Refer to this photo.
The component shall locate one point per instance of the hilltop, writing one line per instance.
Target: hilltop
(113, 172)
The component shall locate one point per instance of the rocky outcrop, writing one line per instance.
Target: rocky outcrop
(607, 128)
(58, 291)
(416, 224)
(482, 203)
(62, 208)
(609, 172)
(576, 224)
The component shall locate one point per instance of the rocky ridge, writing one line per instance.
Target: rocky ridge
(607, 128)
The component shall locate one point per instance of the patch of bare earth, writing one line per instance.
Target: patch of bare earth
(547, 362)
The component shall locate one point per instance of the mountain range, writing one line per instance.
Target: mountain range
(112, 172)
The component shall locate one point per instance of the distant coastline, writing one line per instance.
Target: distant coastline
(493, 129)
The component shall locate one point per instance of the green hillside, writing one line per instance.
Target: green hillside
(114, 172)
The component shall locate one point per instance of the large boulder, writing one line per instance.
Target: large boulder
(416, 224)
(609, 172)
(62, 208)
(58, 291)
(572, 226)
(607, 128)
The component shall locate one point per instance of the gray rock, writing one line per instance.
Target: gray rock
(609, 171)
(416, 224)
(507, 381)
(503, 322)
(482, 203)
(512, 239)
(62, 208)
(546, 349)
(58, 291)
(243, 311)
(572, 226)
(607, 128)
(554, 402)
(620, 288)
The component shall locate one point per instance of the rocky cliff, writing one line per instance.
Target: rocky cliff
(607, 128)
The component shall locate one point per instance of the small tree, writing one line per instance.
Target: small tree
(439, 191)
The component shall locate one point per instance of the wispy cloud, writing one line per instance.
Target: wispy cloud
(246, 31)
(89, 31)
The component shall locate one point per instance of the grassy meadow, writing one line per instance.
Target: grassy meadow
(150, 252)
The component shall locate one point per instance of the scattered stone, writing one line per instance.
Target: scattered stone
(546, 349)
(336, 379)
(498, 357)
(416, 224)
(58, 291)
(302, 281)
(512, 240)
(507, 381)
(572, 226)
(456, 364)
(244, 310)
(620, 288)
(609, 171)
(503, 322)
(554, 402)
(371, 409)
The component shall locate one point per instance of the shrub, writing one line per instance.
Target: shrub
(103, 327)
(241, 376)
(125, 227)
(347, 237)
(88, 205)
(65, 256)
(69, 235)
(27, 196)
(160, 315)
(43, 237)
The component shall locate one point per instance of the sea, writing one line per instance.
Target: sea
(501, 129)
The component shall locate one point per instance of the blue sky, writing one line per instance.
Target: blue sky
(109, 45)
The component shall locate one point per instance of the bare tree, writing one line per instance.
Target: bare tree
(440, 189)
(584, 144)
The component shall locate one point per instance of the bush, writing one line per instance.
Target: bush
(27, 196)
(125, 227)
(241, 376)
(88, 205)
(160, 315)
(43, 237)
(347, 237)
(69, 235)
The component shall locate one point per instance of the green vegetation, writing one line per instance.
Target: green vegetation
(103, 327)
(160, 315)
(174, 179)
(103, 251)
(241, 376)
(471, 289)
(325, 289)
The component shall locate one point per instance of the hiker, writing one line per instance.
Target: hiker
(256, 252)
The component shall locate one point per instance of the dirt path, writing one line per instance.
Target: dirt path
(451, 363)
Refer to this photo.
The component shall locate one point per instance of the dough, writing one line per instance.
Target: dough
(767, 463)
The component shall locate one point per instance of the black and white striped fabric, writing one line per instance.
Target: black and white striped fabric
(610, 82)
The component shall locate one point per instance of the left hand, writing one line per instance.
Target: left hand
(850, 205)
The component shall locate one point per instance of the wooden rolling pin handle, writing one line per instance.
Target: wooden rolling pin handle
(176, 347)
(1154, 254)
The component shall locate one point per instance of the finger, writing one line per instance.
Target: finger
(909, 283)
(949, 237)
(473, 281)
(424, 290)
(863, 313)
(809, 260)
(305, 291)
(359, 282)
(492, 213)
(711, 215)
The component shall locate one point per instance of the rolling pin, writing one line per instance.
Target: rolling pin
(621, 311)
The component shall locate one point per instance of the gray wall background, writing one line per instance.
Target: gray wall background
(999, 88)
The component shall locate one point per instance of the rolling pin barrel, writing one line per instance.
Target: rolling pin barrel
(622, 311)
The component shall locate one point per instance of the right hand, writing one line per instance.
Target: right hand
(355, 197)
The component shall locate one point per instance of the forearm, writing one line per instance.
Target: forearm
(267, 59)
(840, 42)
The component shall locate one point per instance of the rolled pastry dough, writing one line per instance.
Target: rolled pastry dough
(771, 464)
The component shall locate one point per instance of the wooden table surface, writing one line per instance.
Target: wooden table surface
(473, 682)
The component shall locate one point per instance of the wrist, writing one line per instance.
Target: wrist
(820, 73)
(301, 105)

TASK REQUIREMENTS ::
Render the rows between the lines holding "shrub, writing one line per instance." and "(1154, 254)", inclusive, as a two-column CSV with the headers instruction and points. Give one CSV line per row, with the row's text and its answer each in a quoted field and line breaks replaced by spaces.

THE OUTPUT ::
instruction,points
"The component shall locate one point per instance of the shrub, writing one line per instance. Target: shrub","(103, 327) (241, 376) (125, 227) (347, 237) (88, 205) (65, 256) (69, 235) (27, 196) (160, 315) (43, 237)"
"The component shall locate one point per instance of the sea, writing one line per instance. Target: sea","(501, 129)"
"The component shall locate one point per instance of the blue sky, writing one line per instance. Target: blue sky","(109, 45)"
"The component shall locate one point per instance of the bare tree, writing one line per instance. Target: bare tree","(440, 189) (584, 144)"
"The component shall locate one point per instance of the bush, writing one line per instance. Target: bush","(27, 196) (125, 227) (241, 376) (88, 205) (160, 315) (43, 237) (347, 237) (69, 235)"
"The component shall locate one point per instance of the green vegetation, writing one line per instance. Target: green vegetation","(103, 327) (160, 315) (174, 179) (103, 251) (241, 376) (471, 289) (325, 289)"
"The component shall locate one point per instance of the hiker, writing one line per instance. Target: hiker","(256, 252)"
"The component shall locate one point per instance of the dirt path, writing one line per instance. Target: dirt path","(451, 363)"
"Refer to this photo. The component shall locate one point per instance of the dough, writing one line per instance. Target: dough","(767, 463)"
"The component shall locate one point per instance of the black and white striped fabric, writing one line per instance. Target: black and white striped fabric","(610, 82)"
"The component shall locate one point per instance of the left hand, writing one line per instance. Target: left hand","(850, 205)"
"The component shall locate one point per instance of the wooden rolling pin handle, writing one line per instance. Target: wooden rolling pin handle","(176, 347) (1154, 254)"